Activity: All of the entries below need to be repeated exactly.

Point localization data

----

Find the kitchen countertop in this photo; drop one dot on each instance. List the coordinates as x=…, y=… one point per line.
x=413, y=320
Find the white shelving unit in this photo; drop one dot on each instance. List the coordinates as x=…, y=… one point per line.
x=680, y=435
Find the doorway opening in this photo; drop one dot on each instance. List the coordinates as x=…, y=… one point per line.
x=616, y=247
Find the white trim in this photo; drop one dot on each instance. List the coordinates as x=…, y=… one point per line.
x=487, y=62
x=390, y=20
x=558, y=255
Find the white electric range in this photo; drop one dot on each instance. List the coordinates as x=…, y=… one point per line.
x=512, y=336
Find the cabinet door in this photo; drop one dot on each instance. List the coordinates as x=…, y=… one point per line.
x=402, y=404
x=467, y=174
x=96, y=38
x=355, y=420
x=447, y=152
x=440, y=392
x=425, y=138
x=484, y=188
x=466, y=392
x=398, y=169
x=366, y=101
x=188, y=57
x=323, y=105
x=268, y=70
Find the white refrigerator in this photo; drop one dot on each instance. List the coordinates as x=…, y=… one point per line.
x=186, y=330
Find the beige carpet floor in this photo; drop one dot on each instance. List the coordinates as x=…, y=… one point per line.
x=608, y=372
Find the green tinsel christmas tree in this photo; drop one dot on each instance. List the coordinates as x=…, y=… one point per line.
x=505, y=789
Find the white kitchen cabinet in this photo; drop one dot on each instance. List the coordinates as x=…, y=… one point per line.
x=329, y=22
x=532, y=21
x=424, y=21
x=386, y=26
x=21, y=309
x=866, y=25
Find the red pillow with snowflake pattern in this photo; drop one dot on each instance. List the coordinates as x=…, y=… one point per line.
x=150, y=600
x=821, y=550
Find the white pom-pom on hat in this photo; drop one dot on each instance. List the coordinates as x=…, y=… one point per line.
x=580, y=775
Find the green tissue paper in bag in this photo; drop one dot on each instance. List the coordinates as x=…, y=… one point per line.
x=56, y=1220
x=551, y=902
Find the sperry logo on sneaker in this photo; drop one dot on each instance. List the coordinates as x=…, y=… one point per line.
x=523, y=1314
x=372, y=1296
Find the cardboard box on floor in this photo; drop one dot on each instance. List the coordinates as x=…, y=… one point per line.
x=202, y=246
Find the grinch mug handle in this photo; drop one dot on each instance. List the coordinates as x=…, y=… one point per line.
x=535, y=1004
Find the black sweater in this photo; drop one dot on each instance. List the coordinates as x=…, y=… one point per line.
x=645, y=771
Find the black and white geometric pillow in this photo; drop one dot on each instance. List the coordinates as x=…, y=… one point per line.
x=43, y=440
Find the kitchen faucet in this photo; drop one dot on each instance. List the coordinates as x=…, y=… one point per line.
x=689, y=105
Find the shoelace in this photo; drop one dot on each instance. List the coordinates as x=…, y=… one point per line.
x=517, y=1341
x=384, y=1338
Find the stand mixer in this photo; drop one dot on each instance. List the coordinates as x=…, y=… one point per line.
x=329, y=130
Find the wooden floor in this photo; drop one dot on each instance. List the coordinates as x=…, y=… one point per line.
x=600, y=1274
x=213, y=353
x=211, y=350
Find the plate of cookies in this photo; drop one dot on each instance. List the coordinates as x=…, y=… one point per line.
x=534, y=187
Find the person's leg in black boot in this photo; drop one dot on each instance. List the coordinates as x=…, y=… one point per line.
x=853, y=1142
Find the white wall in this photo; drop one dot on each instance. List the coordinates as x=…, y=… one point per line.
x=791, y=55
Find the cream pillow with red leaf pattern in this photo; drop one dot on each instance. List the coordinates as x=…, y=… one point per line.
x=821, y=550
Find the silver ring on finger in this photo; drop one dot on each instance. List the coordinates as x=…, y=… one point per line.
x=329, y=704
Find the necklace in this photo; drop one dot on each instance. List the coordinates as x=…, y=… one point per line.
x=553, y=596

----

Solution for this exercise:
Find the kitchen countertop in this photo; drop one dot on each instance. List the coordinates as x=…, y=… one point per line.
x=413, y=320
Find the white shelving unit in this photo; drop one dot on each instance. List the coordinates as x=…, y=… one point per line.
x=680, y=435
Find the doorway opening in this photo; drop one dot on each instance. List the coordinates as x=…, y=… one point per line.
x=616, y=247
Find the white trim in this photo; drop one dot on each instance. List the coordinates as x=…, y=… one point per line.
x=487, y=62
x=390, y=20
x=558, y=255
Find the white electric range in this photo; drop one dot on each instance. List the coordinates as x=…, y=… one point per line.
x=512, y=336
Find the cabinet door in this photo; drop one dot on each instance. List the coordinates as x=…, y=… one point per line.
x=402, y=404
x=467, y=174
x=96, y=38
x=355, y=420
x=447, y=152
x=440, y=392
x=425, y=138
x=484, y=188
x=466, y=392
x=398, y=169
x=366, y=101
x=188, y=57
x=323, y=105
x=268, y=70
Find the white refrigerator in this photo; drop one dot on each instance. List the coordinates as x=…, y=… one point per line.
x=186, y=330
Find the beige carpet floor in this photo; drop one dot on each instance. List the coordinates as x=…, y=… one point per line.
x=608, y=372
Find the green tinsel christmas tree in this photo; drop one dot on each instance. List the coordinates as x=…, y=… one point per line.
x=505, y=789
Find the white kitchen cabinet in this photo; drop one dot on each instance. List the coordinates as x=…, y=… one point per line.
x=329, y=22
x=532, y=21
x=424, y=21
x=386, y=26
x=21, y=309
x=866, y=25
Find the red pillow with snowflake pattern in this photo; drop one dot on each instance. List the coordinates as x=…, y=… one point per line.
x=150, y=600
x=821, y=550
Find the white pom-pom on hat in this photo; drop one dot on each instance. List the coordinates as x=…, y=… one point per line.
x=580, y=775
Find the green tissue paper in bag in this photo; drop one dot on each instance. List the coordinates as x=…, y=… one point per line.
x=56, y=1220
x=551, y=902
Find the sperry logo on sneaker in this photo; drop one dot on each instance. List the coordinates as x=…, y=… one point per line.
x=523, y=1314
x=372, y=1296
Find the cardboard box on floor in this photo; drop one dot on each instance. List the coordinates as x=…, y=… one point per line.
x=202, y=246
Find the grinch mug handle in this photo; drop one dot on each instance. List the coordinates as x=…, y=… one point per line.
x=535, y=1004
Find the black sweater in this photo; drop one dot on each instance. List the coordinates as x=…, y=… one point per line.
x=645, y=771
Find the black and white geometric pillow in this photo; drop one dot on each instance. List the coordinates as x=…, y=… one point per line.
x=43, y=440
Find the kitchen faucet in this photo; drop one dot on each instance. List the coordinates as x=…, y=… one point per line.
x=689, y=105
Find the shoelace in this photo; drop one dot on each instance. List the coordinates as x=…, y=… one point per line.
x=517, y=1341
x=384, y=1338
Find the stand mixer in this photo; drop one dot on each instance. List the coordinates as x=…, y=… one point per line.
x=329, y=130
Find the wooden floor in this photo; drop one dot on each instance. List the coordinates as x=…, y=… one point per line.
x=600, y=1274
x=213, y=353
x=211, y=350
Find the plate of cookies in this photo; drop one dot on each instance. List the coordinates as x=…, y=… one point per line.
x=534, y=187
Find the person's leg in black boot in this photo; drop one dot on each instance. List the coordinates as x=…, y=… one point per line.
x=853, y=1142
Find the white wall in this photo; drop one dot on each instance. List the coordinates as x=…, y=… one point per line.
x=791, y=55
Find the cream pillow with red leaf pattern in this photo; drop one dot on each instance. List the coordinates as x=…, y=… one point per line.
x=821, y=550
Find the silver ring on finger in this photo; drop one dot on each instance. List the coordinates as x=…, y=… one point per line.
x=329, y=704
Find the necklace in this photo; drop one dot on each instance. List the coordinates as x=…, y=… one point per line.
x=553, y=596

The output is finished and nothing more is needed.